**Problem statement:**
When you reach the line containing "like [(946, 191)]." in the records below, start copying exactly, and stop once you have copied the line containing "like [(218, 308)].".
+++ Record excerpts
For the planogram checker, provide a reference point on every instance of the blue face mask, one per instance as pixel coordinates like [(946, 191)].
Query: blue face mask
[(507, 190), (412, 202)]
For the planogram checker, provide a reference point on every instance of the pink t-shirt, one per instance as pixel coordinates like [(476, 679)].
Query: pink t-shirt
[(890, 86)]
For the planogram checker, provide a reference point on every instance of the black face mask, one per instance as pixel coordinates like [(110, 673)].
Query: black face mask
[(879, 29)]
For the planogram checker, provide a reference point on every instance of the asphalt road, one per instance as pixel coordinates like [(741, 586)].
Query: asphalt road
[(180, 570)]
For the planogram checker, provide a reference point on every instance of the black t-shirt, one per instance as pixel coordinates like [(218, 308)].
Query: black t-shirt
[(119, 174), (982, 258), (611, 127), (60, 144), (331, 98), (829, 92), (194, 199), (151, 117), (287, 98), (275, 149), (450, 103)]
++++++
+++ Record excerpts
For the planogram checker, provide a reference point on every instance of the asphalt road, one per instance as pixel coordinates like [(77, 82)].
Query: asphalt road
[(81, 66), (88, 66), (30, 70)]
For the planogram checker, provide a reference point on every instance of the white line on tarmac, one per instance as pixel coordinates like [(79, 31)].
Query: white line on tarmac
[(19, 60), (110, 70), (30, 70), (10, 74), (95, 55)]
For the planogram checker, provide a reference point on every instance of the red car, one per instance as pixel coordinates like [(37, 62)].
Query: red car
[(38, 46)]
++++++
**Answer area:**
For the planogram checker, provide a reference point on every instance of the blue face mask, one per instance as pixel coordinates like [(946, 191)].
Query: blue face mask
[(507, 190), (412, 202)]
For the planogram checker, provide a reference point on every instance of the pink t-shirt, one per instance as pixel coordinates like [(476, 679)].
Query: pink t-shirt
[(890, 86)]
For the planogram checker, provide a reference point on every instance of the black face mask, one per instance as pixel coordinates like [(110, 673)].
Query: black face mask
[(879, 29)]
For the planogram checker, provide a reference point on every instance of the asphalt road, one per instance as pixel coordinates like [(741, 586)].
Query: asphalt road
[(180, 570)]
For the planogram checker, provide a reference point on every instance of the black t-shirt, one per instance as pixel coordinates like [(218, 308)].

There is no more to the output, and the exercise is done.